**Given instruction:** Write a continuation of the passage below on transfer pricing and the shut-down point, picking up after its final sentence.

**Extract provided:**

>> START

The second key reference is the shut-down point. It occurs where the marginal cost curve intersects the average variable cost curve and at the latter's lowest point. The shut-down point also marks the location at which those costs are equal and where price needs to be in order for the firm to remain in business as an ongoing economically viable enterprise. For obvious reasons, as the name implies, a transfer price below the shut-down point is likely to grab the attention of tax authorities. It could signify the selling party's attempt to minimize its profit, conversely maximizing its loss, in transferring an item that is artificially under-priced to the related offshore party. As was the case presented by Amram, the offshore party is then in a position to earn maximum profit by purchasing the item from its parent at an extraordinarily low price and then selling it at the market price.

>> END

**Supplied entries:**
>> START

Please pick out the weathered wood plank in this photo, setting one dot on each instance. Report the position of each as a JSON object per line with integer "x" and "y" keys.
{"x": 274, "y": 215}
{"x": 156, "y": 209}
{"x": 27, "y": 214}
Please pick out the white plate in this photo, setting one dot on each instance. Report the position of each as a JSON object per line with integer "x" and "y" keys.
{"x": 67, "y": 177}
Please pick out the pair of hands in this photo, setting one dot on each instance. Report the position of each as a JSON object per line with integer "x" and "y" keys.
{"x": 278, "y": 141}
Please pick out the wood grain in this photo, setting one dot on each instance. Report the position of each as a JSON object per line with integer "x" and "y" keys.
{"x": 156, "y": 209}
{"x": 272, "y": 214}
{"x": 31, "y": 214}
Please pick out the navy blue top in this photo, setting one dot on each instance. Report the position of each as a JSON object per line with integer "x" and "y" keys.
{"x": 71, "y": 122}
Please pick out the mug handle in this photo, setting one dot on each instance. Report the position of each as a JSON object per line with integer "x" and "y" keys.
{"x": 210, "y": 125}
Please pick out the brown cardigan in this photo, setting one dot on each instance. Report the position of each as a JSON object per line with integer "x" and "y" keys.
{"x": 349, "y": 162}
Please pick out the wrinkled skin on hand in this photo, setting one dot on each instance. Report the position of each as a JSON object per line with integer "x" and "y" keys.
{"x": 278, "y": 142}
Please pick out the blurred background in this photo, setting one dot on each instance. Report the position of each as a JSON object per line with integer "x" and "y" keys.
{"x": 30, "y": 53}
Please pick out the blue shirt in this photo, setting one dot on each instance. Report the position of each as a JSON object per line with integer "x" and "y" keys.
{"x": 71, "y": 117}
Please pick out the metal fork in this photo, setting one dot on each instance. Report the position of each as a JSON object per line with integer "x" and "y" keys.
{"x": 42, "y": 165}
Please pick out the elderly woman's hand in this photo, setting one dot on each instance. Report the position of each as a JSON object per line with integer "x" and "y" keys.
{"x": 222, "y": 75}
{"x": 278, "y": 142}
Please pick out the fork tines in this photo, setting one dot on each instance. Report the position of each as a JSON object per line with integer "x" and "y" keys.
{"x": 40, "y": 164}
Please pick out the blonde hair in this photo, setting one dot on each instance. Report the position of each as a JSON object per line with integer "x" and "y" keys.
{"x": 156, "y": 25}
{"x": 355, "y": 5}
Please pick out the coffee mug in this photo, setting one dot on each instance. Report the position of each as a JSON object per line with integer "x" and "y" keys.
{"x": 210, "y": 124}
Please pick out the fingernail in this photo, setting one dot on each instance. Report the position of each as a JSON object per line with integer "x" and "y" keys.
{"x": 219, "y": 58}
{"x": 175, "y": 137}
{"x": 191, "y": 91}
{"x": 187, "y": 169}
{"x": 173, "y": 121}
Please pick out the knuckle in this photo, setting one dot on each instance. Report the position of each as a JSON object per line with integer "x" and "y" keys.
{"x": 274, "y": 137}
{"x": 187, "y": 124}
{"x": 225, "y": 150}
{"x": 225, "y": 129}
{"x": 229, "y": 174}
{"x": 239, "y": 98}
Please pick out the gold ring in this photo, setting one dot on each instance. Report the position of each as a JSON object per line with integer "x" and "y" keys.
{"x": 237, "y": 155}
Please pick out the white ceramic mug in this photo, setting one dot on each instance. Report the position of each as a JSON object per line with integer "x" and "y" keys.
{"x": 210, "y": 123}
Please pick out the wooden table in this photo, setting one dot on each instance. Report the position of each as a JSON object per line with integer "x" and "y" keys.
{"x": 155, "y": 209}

>> END

**Answer below:**
Price Determination

With this initial reference to market price, we are moving closer to the discussion on how the market influences price determination processes. Though transfer pricing involves a special case in which a firm is selling some of its product to itself or a subsidiary readers should take note of this initial reference to markets. Nevertheless, some product sales occur in the open market regardless of whether transfer pricing is present or absent. In the usual case, a market delineates the acceptable or competitive levels for prices and profits. In order to realize normal profit, a firm really needs to sell its items or services at a price that equals or exceeds the break-even point. For the sake of simplicity and brevity here, profit maximization under the economic perspective refers to the situation that occurs before the application of income taxes; one could argue that taxes are also a normal part of doing business and are therefore included as costs and by virtue of a net normal profit.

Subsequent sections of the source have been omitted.